Could you repeat the lines below word for word, leaving out the picture?
--*--
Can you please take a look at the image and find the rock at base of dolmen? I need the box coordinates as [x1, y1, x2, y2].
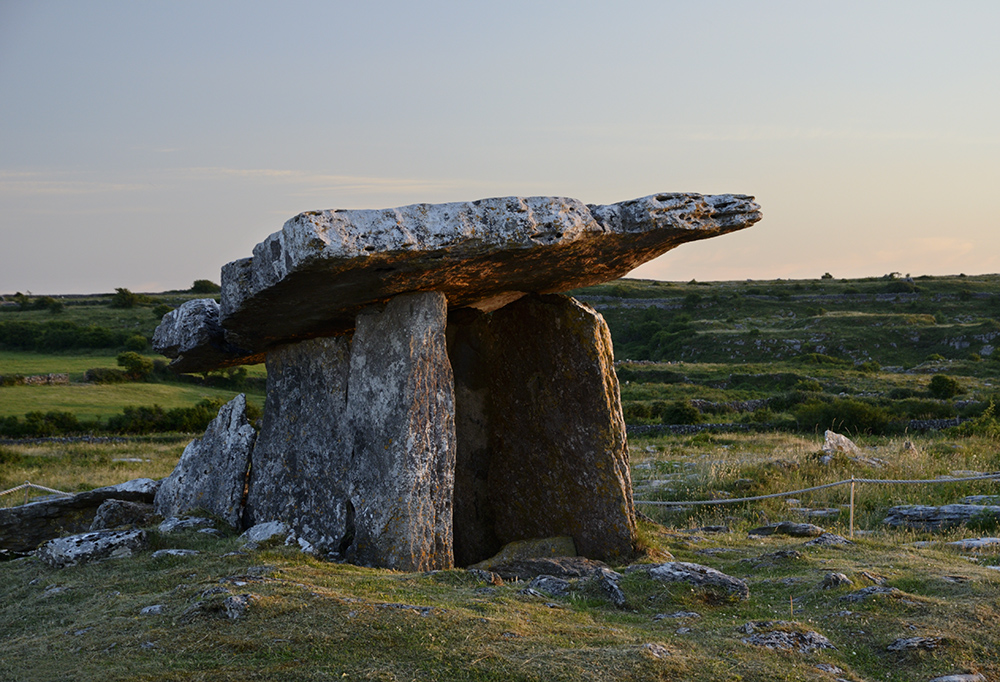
[348, 292, 455, 571]
[153, 393, 257, 528]
[244, 337, 353, 555]
[38, 530, 148, 568]
[153, 298, 264, 372]
[452, 295, 636, 563]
--*--
Full output
Can you please take a look at the image and find the rock at base of dolmen? I need the box coordinates as [x1, y1, x2, y2].
[348, 292, 455, 571]
[153, 393, 257, 528]
[244, 337, 353, 555]
[38, 530, 148, 568]
[153, 298, 264, 372]
[452, 295, 636, 563]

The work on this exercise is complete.